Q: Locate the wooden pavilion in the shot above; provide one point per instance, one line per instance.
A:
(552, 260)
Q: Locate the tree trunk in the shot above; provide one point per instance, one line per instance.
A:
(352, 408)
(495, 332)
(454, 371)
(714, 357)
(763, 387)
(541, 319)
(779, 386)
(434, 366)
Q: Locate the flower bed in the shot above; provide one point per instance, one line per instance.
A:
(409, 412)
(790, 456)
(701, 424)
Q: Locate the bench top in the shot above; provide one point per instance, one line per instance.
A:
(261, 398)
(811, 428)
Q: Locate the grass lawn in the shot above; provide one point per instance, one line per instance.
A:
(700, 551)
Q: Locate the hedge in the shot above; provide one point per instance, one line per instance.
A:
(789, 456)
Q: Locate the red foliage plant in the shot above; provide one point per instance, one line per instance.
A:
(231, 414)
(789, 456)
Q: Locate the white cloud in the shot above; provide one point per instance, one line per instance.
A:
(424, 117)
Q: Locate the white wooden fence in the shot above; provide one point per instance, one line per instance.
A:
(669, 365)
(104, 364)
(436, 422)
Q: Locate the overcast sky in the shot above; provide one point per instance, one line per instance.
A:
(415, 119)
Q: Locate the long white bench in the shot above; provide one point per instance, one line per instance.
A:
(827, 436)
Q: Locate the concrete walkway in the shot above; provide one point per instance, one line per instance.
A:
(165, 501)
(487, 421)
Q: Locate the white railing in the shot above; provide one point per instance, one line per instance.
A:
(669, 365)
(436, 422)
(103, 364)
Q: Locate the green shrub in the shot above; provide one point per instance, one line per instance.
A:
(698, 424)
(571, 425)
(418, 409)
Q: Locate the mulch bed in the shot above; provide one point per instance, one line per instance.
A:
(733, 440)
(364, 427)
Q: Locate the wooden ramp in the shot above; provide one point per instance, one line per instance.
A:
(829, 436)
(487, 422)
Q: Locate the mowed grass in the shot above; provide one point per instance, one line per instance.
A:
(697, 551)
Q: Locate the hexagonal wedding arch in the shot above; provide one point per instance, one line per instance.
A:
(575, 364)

### What you need to do:
Reproduce every line from the entries that holds the word "wooden".

### Your response:
Q: Locate the wooden pavilion in the shot above; provide one point per instance, one line per instance.
Q: Locate the white wooden fence in the shot above; provide one point per instance, one line per instance.
Q: Locate the wooden ramp in the shot above; provide one point per instance, one line per instance.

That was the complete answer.